Provided passage.
━━━━━━━━━━━━━━━━━━━━━━━━━━━━━━
Gone are the days when families oversaw the courtship of the younger generation. Dowries and chaperoned strolls through the park, characteristic of the 17th century, are long gone. But Andrew G. Gardner, in his Colonial Williamsburg article, Courtship, Sex and the Single Colonist, describes that even in the era of the Puritans, one third of marriages took place with a “bun in the oven.”
Jane Austen’s day was not without scoundrels who made commitments and flew the coupe, leaving the maiden in the socially unacceptable circumstance of being unmarried and pregnant. And young men frequently sought their fortune through their matches. Love often took a back seat to pragmatism and concern for the betterment of the family.
Back then, families were less transient and people knew the character of others who lived in their village or town. A slip in behavior, bad dealings with others, was hard to suppress and marred a person’s reputation for a lifetime.
So why should we expect technology that readily transports strangers into our lives is a safe way to meet a mate? And what about our moral structure enables us to think it okay to engage in sex without thoroughly vetting our love interest?
Whatever a person tells you online could be true, or a total fabrication. And people can transport their charm through techno space as readily as if they sat beside you. What they say can be truth or fiction, depending on their moral compass. They know, if you are looking for love, you are the perfect mark.
━━━━━━━━━━━━━━━━━━━━━━━━━━━━━━
Data shown.
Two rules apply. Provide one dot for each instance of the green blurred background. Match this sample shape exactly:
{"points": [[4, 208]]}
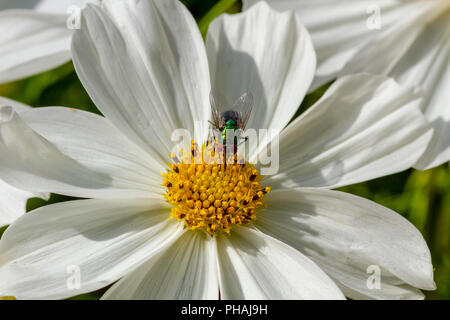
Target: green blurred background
{"points": [[422, 197]]}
━━━━━━━━━━━━━━━━━━━━━━━━━━━━━━
Instructions.
1 > Using the passage on courtship, explain why, in earlier times, a slip in behavior was hard to hide and damaged a person's reputation for life.
2 > According to the passage on courtship, what share of marriages in the Puritan era took place with a "bun in the oven"?
3 > Continue the passage on courtship and online dating, starting after its final sentence.

Per-task answers.
1 > Families moved around less then, so people knew the character of the others who lived in their village or town. Because neighbors knew one another so well, bad behavior or bad dealings with others could not easily be kept quiet.

2 > One third.

3 >
Duping people is an art form. And the well practiced CAD is hard to spot. They can lure you with a sympathy play, by mirroring your values, by flattery, and countless other practices that erode your guard.
Some safety guidelines
I’m not saying that you should never engage in internet dating, but rather, you should do so with great caution. Here are some basic protections you should employ:
Check the photo ID of anyone you meet online. Is it unromantic? Yup… but if the person cares about your safety, they won’t be offended.
Be sure to note their age and address. Is it the same information you initially received from them? There is no excuse for a lie of identity. If they told you one, walk out the door. You will never be anything but an object to that person, no matter how charming they appear to be.
Google them. Check them out on Linked-In and their Facebook page. Do they work for a company with a web presence? The likelihood is great that if they used technology to find you, but don’t have other social technology, they are hiding something.
Don’t have a sexual relationship with anyone until you have met other people who know them. Sex is chemically bonding. Regardless how you feel about them before the fireworks, you will feel more compelled toward them afterward. It’s how the neurotransmitters in your brain work.You will be more susceptible to their lies once you’ve had sex with them which is why impostors will try to quickly sweep you off your feet. Too much, too fast is likely to be a con.
Remember that there are two sides to every story. People who parent children together, regardless of the fact that they are divorced, should get along with their ex. Not doing so should run up a red flag.
Not having a bond with parents is a pretty good indication that they are unable to bond, period. Even if a person suffered abuse, they will still feel a bond of love. While they may establish healthy boundaries, they will care about their parent’s well being. People who have no relationship with their parent are likely to be unable to bond. And they may cook up stories of abuse as a sympathy play to explain away their lack of caring.
Be mindful of the signs that people give off that indicate they have weak or non-existent emotional empathy. How do they treat the waiter? The valet? The cab driver? Have they engaged in any kind of activity for the betterment of others?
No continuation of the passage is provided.